Set problem
In the items below, restate word for word every line from the one containing "Target: ham slice" through the final line of the items, including both of those lines.
○ ○ ○
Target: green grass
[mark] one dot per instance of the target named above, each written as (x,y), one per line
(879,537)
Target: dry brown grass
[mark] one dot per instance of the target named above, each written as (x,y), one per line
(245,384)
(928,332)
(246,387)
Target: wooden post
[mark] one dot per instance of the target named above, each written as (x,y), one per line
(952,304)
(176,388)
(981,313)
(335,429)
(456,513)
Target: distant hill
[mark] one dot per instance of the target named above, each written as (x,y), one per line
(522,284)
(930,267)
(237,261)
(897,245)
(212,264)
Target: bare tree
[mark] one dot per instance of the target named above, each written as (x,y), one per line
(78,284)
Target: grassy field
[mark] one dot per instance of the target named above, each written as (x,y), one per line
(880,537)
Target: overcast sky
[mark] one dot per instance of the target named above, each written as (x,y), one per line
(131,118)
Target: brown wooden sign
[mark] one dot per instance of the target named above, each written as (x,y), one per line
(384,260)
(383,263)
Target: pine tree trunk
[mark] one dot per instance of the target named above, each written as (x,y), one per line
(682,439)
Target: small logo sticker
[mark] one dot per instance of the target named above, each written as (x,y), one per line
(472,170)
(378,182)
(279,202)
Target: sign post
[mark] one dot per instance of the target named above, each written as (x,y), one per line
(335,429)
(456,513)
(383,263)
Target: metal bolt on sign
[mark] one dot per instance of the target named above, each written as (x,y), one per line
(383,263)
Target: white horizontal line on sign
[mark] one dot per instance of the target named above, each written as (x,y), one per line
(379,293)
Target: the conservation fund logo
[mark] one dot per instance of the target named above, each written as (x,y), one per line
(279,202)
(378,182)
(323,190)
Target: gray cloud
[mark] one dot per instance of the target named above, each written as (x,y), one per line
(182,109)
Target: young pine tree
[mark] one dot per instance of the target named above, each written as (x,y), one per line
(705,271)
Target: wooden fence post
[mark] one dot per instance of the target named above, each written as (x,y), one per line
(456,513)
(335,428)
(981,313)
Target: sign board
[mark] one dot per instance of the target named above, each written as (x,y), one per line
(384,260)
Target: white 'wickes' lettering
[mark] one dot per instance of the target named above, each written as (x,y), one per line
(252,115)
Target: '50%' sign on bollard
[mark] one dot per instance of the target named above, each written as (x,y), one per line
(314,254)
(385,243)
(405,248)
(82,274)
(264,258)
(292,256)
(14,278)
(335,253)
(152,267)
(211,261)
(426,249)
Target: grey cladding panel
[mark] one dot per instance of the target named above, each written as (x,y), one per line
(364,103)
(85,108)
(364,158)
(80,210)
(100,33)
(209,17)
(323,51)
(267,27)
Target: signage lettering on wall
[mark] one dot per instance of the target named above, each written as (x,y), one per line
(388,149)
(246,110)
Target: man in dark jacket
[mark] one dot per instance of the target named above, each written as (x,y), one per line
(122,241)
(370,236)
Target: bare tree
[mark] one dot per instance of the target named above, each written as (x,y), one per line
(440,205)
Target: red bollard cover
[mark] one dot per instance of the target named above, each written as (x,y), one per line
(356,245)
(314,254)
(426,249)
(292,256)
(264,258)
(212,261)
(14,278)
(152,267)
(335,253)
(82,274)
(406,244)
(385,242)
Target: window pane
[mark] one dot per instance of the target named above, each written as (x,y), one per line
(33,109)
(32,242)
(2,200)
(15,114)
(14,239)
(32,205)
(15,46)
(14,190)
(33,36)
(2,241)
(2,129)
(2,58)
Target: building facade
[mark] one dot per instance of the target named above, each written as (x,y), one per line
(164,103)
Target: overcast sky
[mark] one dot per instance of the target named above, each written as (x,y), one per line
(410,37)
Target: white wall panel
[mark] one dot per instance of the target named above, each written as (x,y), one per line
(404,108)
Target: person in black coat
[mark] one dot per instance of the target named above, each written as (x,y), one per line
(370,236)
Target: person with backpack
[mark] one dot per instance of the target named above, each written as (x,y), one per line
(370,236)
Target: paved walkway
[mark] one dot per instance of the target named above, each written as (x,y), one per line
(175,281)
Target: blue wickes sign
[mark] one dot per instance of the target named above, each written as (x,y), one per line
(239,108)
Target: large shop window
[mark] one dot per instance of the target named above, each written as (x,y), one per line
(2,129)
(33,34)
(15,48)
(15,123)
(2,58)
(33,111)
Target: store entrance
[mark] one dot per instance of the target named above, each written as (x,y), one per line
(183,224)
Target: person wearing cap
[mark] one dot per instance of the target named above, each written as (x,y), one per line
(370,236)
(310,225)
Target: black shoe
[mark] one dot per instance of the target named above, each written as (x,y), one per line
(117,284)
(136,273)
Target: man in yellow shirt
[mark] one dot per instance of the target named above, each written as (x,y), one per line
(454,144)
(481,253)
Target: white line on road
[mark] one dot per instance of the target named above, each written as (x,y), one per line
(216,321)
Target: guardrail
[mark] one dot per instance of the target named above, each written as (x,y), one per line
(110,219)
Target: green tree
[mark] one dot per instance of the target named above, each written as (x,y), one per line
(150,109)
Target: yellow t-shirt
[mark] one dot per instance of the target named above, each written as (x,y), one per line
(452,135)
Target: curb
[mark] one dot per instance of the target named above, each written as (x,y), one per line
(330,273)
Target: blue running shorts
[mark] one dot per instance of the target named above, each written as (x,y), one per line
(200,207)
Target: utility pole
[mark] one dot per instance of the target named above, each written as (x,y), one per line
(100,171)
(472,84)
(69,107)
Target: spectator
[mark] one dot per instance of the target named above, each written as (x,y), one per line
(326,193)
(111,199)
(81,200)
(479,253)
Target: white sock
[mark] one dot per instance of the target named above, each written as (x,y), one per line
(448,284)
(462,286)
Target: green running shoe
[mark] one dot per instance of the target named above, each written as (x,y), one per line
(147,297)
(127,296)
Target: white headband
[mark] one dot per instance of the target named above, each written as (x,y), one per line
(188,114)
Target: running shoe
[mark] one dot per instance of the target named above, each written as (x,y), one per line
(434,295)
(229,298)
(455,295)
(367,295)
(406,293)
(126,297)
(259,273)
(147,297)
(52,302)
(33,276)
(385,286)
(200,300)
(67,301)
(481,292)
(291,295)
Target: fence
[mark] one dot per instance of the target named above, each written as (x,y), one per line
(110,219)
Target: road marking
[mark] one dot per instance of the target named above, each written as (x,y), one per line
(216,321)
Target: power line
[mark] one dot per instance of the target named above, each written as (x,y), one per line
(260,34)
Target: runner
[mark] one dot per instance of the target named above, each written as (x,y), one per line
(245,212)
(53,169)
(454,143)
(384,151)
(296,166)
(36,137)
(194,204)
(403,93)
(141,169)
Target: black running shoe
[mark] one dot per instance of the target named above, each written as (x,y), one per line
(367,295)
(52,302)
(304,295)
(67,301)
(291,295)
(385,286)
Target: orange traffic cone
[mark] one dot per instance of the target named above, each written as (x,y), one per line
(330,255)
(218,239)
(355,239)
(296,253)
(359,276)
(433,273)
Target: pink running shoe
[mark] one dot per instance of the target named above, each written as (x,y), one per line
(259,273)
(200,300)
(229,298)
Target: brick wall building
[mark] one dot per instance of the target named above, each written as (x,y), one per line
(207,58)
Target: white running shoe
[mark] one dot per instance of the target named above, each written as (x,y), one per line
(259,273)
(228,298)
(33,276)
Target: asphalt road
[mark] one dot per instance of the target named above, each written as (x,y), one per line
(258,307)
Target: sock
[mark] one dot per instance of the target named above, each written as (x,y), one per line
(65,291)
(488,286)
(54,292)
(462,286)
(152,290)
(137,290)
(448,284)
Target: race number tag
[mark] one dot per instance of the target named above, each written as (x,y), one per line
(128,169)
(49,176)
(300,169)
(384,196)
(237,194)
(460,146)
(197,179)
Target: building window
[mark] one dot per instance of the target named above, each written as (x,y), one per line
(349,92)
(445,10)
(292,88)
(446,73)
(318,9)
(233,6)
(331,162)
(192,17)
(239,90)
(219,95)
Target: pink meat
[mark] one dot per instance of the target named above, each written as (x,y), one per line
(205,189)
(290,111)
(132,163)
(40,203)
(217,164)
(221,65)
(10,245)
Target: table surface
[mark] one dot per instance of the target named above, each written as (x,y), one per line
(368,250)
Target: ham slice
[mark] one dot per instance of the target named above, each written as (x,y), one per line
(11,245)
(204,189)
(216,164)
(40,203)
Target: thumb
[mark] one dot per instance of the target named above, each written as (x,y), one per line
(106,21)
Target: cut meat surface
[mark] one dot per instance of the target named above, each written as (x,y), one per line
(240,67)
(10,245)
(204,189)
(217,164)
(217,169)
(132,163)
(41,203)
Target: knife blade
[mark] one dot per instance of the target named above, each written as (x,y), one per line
○ ○ ○
Task output
Target: ham slice
[mark] one dot per instance of the target named above, each written as (x,y), one per line
(11,245)
(204,189)
(216,164)
(40,203)
Target: thumb
[mark] one dot per instance of the target named above, each written as (x,y), one per line
(106,21)
Target: cut meat surface
[mark] one dot per instance of the target named above, each written as (x,y), one per line
(240,67)
(10,245)
(204,189)
(217,164)
(217,169)
(132,163)
(41,203)
Target: knife blade
[mark] one dot per instance of the target named above, each written as (x,y), one per line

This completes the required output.